» Required action: Identify the lines in the data below that contain "helpful" and give only how many there are.

═══ Material for the task

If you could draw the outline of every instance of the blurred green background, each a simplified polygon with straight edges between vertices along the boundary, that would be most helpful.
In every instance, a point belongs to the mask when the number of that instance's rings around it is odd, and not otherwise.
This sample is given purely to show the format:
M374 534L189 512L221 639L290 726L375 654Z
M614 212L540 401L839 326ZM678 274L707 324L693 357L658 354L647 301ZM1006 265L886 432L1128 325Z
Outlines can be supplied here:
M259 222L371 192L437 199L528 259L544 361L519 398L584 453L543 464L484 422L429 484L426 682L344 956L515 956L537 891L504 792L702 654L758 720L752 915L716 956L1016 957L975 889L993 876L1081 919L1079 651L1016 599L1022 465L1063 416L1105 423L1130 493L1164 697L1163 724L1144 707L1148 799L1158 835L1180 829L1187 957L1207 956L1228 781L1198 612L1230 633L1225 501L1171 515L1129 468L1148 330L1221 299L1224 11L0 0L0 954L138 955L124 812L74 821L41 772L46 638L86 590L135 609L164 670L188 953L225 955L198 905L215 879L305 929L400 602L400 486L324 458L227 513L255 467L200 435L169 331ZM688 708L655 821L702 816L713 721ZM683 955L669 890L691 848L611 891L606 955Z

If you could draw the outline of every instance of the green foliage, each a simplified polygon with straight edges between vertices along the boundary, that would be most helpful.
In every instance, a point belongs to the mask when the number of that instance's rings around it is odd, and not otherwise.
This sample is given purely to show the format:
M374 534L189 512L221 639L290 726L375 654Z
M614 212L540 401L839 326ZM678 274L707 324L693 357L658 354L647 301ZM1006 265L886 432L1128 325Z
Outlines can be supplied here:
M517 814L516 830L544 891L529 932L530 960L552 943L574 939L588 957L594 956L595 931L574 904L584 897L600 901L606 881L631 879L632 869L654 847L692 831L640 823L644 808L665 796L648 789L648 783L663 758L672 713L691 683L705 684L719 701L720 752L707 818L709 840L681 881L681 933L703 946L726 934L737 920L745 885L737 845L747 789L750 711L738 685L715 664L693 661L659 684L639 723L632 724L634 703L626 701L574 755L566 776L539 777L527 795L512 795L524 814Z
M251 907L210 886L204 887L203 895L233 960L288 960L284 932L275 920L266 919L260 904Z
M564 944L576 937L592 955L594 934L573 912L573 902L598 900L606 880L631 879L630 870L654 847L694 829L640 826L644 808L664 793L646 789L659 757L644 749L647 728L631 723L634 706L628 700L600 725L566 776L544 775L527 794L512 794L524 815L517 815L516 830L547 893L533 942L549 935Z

══════

» Solved exercise: 2